* Task description *
Which lines of the data below hold "bench"? Copy each of them.

* Records provided *
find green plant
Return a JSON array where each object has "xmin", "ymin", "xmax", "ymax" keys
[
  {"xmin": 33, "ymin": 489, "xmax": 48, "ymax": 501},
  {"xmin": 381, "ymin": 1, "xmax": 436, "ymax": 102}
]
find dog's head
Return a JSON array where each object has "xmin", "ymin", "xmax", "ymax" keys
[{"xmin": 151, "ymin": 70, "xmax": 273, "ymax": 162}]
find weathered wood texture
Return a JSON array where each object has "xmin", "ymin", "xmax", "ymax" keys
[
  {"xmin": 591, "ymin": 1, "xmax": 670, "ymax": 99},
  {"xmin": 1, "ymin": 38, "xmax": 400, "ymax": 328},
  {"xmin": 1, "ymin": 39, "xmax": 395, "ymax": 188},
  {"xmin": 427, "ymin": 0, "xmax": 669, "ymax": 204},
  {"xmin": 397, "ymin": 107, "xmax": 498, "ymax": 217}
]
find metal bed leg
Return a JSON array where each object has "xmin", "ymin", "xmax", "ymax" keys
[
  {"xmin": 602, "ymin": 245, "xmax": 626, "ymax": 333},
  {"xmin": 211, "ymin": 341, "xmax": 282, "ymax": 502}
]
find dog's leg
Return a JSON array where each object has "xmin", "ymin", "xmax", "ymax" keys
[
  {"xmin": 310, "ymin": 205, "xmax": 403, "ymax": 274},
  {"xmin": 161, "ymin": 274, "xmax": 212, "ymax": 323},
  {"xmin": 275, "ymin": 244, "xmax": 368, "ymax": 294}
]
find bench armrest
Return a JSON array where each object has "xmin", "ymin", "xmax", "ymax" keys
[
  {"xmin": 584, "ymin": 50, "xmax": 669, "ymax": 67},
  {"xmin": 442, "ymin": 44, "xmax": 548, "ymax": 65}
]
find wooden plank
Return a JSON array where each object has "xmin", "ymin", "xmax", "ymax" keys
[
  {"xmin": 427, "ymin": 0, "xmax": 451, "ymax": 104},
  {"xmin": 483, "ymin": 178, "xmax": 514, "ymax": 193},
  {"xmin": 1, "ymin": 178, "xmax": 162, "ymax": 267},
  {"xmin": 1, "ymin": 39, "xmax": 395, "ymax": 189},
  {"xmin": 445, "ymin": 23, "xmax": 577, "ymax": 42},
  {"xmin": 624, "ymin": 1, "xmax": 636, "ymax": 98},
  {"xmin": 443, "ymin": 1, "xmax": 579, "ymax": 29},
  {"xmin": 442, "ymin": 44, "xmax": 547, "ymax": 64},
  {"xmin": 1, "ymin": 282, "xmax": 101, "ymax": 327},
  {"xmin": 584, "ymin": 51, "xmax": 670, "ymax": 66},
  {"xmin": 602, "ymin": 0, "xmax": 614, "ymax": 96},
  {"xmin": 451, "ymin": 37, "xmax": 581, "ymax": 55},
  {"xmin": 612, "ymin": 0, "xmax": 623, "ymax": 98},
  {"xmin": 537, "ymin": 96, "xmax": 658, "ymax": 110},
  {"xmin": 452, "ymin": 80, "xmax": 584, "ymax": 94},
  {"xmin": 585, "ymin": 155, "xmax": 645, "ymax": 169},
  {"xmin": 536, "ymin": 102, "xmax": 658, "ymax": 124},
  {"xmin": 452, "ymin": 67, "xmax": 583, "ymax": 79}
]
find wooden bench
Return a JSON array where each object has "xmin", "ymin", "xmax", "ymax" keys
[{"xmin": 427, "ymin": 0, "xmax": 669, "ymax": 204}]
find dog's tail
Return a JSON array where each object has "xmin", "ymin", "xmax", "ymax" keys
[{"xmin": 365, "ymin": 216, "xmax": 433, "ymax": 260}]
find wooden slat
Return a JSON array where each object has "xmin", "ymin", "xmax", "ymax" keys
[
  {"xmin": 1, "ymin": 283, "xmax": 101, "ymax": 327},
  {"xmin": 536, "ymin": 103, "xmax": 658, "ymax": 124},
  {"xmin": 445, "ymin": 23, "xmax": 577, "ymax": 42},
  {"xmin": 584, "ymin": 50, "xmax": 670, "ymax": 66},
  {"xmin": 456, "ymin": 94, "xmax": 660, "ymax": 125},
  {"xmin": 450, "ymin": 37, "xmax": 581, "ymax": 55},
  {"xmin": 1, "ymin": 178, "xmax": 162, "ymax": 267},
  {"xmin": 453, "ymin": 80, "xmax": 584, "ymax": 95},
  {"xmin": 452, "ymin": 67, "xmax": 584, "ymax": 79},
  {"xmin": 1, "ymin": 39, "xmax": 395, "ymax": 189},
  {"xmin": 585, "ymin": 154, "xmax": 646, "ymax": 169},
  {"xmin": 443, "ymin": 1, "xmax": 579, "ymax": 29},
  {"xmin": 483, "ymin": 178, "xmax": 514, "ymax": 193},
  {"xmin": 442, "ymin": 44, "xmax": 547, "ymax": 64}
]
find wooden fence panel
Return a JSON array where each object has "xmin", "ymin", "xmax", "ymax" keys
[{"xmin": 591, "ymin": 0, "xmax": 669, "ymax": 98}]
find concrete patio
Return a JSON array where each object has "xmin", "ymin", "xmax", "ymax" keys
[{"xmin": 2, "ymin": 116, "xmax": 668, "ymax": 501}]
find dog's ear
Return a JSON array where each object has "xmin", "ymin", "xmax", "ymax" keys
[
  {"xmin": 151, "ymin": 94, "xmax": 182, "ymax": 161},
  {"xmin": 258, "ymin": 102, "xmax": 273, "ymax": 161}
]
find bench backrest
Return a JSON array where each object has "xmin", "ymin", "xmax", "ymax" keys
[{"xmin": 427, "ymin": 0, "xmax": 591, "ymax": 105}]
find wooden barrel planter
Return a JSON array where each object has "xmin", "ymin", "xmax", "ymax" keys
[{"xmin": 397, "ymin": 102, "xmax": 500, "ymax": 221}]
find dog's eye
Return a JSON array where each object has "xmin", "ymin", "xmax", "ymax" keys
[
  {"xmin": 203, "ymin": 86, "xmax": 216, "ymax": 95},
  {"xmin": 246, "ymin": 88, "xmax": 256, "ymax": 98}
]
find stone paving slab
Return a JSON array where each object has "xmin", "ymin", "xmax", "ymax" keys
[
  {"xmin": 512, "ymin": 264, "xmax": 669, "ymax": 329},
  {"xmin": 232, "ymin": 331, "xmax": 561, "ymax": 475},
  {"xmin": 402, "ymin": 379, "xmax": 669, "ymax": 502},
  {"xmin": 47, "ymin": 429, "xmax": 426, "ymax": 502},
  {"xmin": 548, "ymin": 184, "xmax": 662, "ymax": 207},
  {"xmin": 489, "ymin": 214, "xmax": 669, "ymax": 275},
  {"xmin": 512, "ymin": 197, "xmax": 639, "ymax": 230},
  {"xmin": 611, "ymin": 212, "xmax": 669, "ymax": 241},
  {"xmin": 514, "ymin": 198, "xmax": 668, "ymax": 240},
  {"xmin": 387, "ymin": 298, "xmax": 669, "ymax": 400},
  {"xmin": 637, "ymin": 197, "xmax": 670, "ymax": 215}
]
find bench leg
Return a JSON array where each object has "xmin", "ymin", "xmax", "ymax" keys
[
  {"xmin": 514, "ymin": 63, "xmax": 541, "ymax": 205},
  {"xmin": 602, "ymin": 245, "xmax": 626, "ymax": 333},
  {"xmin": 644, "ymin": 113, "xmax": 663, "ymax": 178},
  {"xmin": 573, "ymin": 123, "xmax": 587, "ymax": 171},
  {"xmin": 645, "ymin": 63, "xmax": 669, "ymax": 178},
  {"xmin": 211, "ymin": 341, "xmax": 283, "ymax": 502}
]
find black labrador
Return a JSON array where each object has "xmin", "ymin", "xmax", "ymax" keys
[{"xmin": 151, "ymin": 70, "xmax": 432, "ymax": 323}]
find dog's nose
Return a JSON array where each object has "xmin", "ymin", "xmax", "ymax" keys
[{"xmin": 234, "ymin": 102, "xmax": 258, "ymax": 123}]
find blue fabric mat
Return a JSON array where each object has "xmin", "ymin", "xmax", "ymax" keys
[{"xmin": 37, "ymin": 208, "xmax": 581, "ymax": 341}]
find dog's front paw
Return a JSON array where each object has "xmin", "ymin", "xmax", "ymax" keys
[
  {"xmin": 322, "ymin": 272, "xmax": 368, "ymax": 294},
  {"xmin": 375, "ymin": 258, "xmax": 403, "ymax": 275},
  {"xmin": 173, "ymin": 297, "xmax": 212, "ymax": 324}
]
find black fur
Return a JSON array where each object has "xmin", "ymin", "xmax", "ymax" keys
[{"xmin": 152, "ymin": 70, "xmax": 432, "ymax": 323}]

* Response *
find bench armrest
find wooden bench
find bench backrest
find bench leg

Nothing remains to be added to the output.